Bergen Restaurants: The Green Olive in Hackensack
Pete’s chicken, flattened chicken breasts with mushrooms and sun-dried tomatoes.
ELISA UNG OF THE RECORD
BERGEN.COM

“My stepfather, Peter Parascand, has been a chef for over 30 years” went the e-mail that Joe Iurato sent me last fall. “He’s not the kind of chef that’s into experimental cuisine, and he’s not trying to reinvent the wheel … His food is fresh, comforting and he tries to appeal to all palates … I can tell you that throughout all the years, I’ve never seen him lose his drive for cooking food, and it reflects in every dish he serves.”

Indeed, if there was an award given out for persistence in local neighborhood cooking, Parascand would be a contender: After getting his start at 17 as a runner in a friend’s restaurant in Cliffside Park, he has spent the rest of his three-decade career at just a handful of local restaurants. He cooked for almost 14 years at Le Bistro in Elmwood Park; he then bought Patsy’s in Fairview, then returned to Elmwood Park with Basil and Vine. In 2008, he opened The Green Olive in Hackensack in the site of a former sizzling steak restaurant in a small strip mall on Passaic Street near the Maywood border.

Parascand is not formally trained but attributes his culinary education to learning on the job, reading and “heart — that’s the key in the food business, is heart.” He’s had the same partners — local pain-management physicians Kristappa Sangavaram and Nirmal Patel — for two decades (his wife and third business partner, Roseann Parascand, works in their Elmwood Park office). Parascand’s stepsons are big parts of The Green Olive: Michael Iurato is the bartender, while you may see Joe working front of the house.

Joe Iurato, a sommelier, is also in charge of the wines. Initially, he built a comprehensive 60-bottle wine list filled with lesser-known boutique wineries. But he quickly learned that wasn’t what the clientele wanted. Eventually, customer demand sent him in a more basic direction, and now The Green Olive sticks to a short list of familiar wines.

The menu went in the same direction — Peter Parascand sought to capture as many palates as possible. Steaks were a must because of the previous restaurant, while customers requested mussels enough times that he now has several variations on the menu. There are also pastas.

The result is a restaurant that is not destination material, but it also doesn’t try to be. What it does do is offer the kind of genuinely warm, neighborly atmosphere that makes you want to pop by for a beer and a burger on a weeknight if you live in the immediate area. Try to get a seat by the faux fireplace and check out the green theme — green tablecloths, little dishes of green olives on the tables and little gold frog statues on the mantle.

—————

STATED EXERCISE A: Translate the sentence "Joe Iurato, a sommelier, is also in charge of the wines." from the restaurant review into Spanish.
STATED EXERCISE B: Transcribe the restaurant review from "Indeed, if there" up to and including "the Maywood border.".
STATED EXERCISE C: List every person the restaurant review names with both a first and a last name.

SUPPLIED DATA:

—————

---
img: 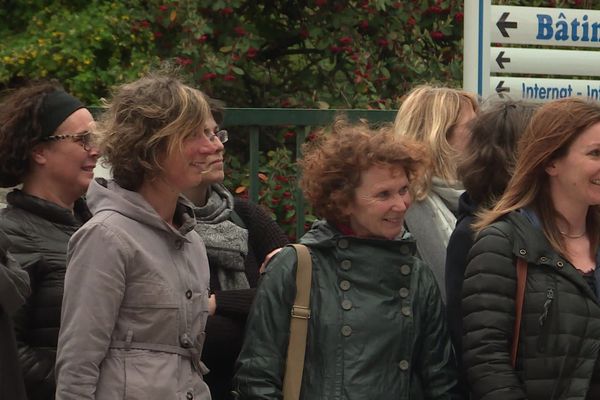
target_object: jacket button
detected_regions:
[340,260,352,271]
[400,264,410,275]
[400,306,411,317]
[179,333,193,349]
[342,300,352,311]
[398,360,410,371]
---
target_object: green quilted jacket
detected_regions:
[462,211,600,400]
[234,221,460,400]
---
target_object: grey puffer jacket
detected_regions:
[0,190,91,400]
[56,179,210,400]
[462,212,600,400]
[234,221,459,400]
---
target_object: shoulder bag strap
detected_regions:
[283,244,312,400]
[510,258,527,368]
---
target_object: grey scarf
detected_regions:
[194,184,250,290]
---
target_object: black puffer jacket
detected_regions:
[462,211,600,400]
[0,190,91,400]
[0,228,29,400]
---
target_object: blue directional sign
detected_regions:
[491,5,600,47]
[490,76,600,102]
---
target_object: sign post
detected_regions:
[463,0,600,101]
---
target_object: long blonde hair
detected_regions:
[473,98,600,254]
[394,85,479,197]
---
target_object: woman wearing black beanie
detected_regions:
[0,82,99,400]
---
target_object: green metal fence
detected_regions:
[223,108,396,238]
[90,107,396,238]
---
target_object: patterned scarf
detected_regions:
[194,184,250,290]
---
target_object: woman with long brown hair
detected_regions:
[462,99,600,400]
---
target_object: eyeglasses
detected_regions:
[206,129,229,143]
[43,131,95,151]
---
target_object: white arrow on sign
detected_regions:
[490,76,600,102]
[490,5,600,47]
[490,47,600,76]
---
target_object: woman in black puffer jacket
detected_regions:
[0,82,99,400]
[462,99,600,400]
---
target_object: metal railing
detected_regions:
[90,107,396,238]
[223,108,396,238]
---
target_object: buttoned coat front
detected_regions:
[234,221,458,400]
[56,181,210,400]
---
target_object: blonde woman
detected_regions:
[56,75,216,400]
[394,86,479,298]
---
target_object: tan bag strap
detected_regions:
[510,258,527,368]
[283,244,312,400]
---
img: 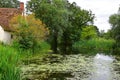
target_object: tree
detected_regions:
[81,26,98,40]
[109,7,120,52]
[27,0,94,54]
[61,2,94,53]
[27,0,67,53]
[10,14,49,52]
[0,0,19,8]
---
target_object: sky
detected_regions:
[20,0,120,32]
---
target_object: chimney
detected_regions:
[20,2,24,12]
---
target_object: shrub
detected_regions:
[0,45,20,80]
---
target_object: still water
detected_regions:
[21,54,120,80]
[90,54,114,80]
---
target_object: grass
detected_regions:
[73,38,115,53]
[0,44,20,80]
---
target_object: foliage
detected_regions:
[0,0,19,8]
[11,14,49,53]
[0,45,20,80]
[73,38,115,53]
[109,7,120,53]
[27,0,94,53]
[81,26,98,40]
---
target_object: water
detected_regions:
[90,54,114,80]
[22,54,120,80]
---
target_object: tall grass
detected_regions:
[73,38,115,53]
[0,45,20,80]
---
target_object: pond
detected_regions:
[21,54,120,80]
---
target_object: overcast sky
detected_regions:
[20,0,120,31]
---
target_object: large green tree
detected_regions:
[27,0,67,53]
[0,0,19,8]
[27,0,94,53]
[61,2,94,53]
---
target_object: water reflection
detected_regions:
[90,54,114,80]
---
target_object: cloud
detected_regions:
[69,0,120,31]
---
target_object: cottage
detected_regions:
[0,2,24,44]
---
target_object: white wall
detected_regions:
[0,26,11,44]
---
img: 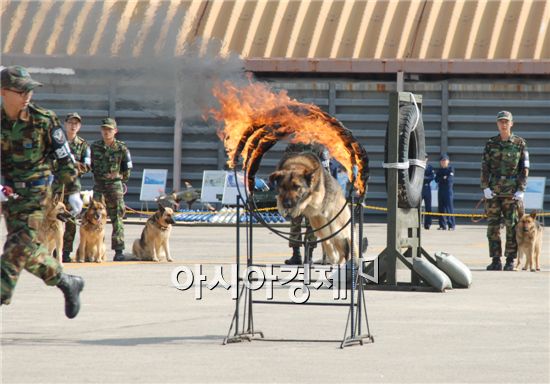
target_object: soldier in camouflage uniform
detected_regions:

—————

RIGHT ANSWER A: Joe Iurato, sumiller, también está a cargo de los vinos.

RIGHT ANSWER B:
Indeed, if there was an award given out for persistence in local neighborhood cooking, Parascand would be a contender: After getting his start at 17 as a runner in a friend’s restaurant in Cliffside Park, he has spent the rest of his three-decade career at just a handful of local restaurants. He cooked for almost 14 years at Le Bistro in Elmwood Park; he then bought Patsy’s in Fairview, then returned to Elmwood Park with Basil and Vine. In 2008, he opened The Green Olive in Hackensack in the site of a former sizzling steak restaurant in a small strip mall on Passaic Street near the Maywood border.

RIGHT ANSWER C:
- Elisa Ung
- Peter Parascand
- Joe Iurato
- Kristappa Sangavaram
- Nirmal Patel
- Roseann Parascand
- Michael Iurato